**Data items:**

_ _ _

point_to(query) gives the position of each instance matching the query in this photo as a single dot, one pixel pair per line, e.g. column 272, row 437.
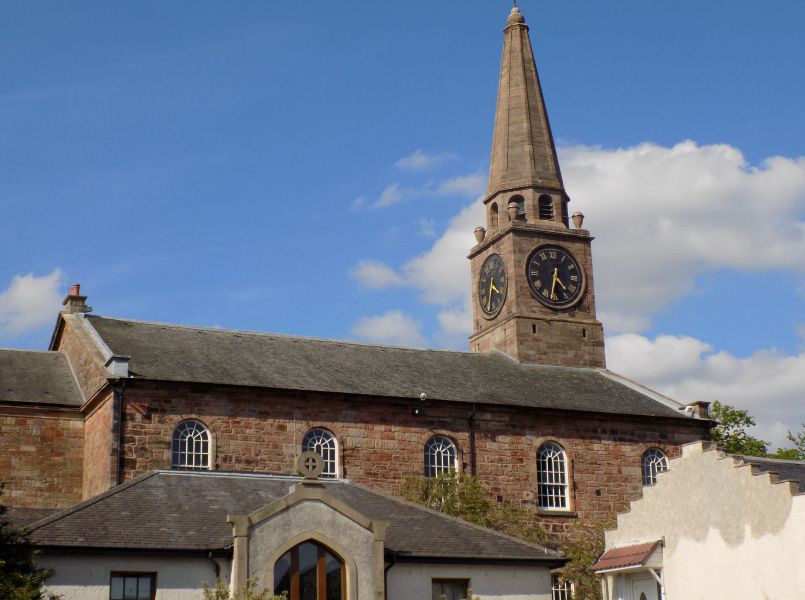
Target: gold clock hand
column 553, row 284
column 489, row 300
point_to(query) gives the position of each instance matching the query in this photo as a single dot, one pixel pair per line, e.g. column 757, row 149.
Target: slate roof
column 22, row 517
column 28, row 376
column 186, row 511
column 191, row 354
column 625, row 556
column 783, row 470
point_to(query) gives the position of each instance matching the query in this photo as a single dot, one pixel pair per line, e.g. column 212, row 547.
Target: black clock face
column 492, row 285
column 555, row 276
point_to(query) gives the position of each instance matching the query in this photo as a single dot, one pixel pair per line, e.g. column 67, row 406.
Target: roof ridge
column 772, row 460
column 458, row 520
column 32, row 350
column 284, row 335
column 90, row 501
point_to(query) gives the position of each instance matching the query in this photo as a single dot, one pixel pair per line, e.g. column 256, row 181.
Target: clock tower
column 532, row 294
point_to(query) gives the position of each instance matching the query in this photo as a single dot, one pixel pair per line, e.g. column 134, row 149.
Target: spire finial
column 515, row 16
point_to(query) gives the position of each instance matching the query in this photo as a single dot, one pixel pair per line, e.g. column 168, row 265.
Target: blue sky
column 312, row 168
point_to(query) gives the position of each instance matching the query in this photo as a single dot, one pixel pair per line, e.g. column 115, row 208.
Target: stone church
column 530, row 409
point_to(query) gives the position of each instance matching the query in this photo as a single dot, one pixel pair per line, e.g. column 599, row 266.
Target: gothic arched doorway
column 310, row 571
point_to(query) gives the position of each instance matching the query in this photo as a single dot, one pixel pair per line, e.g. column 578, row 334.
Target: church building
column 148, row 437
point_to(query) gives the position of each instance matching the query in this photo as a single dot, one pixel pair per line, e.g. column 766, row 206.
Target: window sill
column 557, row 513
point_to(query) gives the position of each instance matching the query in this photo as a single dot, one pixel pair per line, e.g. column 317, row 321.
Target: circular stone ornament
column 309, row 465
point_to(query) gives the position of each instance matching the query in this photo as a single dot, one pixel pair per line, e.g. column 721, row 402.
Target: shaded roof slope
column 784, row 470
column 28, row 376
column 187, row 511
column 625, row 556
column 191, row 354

_ _ _

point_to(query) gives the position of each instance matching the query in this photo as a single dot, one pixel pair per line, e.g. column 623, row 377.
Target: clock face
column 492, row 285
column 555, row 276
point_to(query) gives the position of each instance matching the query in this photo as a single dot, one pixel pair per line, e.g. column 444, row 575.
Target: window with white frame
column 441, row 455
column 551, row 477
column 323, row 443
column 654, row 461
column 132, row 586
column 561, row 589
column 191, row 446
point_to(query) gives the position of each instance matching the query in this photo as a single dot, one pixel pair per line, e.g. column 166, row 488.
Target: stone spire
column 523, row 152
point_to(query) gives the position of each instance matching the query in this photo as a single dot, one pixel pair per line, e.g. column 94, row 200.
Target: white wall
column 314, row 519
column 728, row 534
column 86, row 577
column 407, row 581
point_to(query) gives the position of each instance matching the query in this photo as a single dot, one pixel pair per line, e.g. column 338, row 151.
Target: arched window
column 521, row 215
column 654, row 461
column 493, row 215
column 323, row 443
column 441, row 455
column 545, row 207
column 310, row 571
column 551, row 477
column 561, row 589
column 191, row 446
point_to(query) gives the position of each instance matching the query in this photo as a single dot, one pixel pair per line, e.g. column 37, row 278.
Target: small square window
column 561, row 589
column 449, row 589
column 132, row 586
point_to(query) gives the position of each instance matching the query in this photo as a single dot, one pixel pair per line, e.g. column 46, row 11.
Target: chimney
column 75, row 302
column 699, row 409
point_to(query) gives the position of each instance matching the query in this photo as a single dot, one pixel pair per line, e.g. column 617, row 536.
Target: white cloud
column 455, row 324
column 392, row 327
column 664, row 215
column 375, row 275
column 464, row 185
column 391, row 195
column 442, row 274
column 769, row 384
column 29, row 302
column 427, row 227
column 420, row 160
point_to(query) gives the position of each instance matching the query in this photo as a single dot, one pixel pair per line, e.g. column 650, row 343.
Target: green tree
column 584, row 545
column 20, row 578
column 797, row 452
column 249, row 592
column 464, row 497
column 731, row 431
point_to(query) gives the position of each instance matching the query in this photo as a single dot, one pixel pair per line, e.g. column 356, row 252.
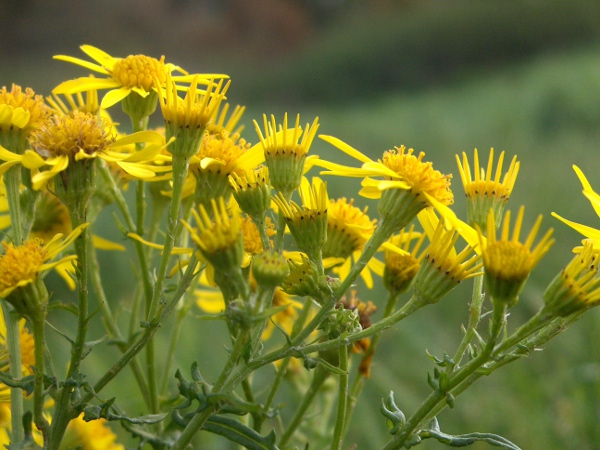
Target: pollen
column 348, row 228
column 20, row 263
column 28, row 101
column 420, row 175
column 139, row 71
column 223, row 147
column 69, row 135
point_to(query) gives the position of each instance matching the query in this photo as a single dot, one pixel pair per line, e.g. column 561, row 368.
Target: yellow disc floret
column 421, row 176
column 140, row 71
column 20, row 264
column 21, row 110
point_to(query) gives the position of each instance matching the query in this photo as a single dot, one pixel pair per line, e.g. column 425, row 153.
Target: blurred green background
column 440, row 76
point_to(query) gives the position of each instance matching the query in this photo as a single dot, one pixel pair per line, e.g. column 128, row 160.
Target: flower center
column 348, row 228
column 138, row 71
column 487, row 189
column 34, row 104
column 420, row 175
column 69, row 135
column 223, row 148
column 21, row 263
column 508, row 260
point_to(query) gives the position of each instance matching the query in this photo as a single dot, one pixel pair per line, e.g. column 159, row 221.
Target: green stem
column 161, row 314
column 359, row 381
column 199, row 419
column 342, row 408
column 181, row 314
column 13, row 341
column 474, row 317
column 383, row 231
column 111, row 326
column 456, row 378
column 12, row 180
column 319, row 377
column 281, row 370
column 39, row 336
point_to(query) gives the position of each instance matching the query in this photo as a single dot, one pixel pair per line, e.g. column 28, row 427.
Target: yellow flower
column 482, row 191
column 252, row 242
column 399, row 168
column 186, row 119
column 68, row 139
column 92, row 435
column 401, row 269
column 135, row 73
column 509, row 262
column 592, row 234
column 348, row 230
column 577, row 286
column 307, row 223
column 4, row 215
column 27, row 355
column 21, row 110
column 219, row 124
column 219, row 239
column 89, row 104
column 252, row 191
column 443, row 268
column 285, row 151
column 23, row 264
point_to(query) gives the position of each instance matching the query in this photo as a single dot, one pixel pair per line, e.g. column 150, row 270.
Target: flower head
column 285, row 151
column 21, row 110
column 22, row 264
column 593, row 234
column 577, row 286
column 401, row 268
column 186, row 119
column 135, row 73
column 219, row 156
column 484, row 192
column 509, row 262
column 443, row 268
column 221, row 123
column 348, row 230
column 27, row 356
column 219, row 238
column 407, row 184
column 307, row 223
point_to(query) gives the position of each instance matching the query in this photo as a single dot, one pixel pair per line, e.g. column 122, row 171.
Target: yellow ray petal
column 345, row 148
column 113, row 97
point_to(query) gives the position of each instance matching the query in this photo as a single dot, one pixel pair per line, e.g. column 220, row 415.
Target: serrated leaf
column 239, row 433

_ _ _

**To do:** Would you print, exactly as written, every line above from the one holding "67, row 406." through the one holding "134, row 149.", with both included and no other lines?

**Result below:**
point_to(query) gives the position of each instance matching the query in this photo as a single dot, one pixel pair per line, e.g. column 67, row 406.
Target: roof ridge
column 772, row 460
column 458, row 520
column 32, row 350
column 284, row 335
column 90, row 501
point_to(query) gives the position of each instance matching the query in this photo as a single dot, one pixel pair per line, e.g. column 256, row 181.
Target: clock tower
column 532, row 294
point_to(query) gives the position of each instance matching the query in this photo as a single dot, one pixel pair per line, e.g. column 134, row 149.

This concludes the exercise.